[BEGIN]

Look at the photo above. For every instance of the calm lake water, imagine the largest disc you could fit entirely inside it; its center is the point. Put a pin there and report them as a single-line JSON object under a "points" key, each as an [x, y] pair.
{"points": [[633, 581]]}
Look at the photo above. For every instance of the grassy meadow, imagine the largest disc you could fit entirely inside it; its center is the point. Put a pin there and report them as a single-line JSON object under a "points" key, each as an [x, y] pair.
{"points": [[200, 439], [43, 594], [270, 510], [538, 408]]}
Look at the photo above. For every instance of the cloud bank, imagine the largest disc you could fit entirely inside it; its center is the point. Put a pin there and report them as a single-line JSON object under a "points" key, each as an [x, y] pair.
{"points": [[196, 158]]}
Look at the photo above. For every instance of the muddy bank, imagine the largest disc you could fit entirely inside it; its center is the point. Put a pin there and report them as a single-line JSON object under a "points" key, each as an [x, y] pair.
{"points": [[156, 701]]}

[END]

◆ **What is needed**
Copy out all of the data above, changing "disc" to "circle" everywhere it appears and leaving every other part unaltered.

◆ **Full answer**
Look at the photo above. For every instance of the calm lake water, imagine the largest circle you could fit entirely inside it; its center is the point. Put a pin there and report them as a single-line JSON object under a "points" key, each as an [x, y] pair.
{"points": [[633, 581]]}
Look at the photo above. For every instance of the grassy meadow, imagine the largest circle you could fit entirely inside it; its center is the point. Put a pin there and report them as a single-line JSON object under a "points" key, each as an [x, y] pair.
{"points": [[200, 439], [43, 594], [270, 510], [538, 408]]}
Look at the photo above. For every instance of the cloud bank, imagine the largest circle you could fit entirely inside it; its center is the point. Put a pin there and report them as a single-line JSON object under a "points" key, each as an [x, y] pair.
{"points": [[196, 158]]}
Look at the photo above. For every instance of the muddy bank, imagine the largest circle you could fit entirely inside it; its center is the point. Put a pin there and report them as a single-line JSON object under a "points" key, each as an [x, y] pair.
{"points": [[156, 701]]}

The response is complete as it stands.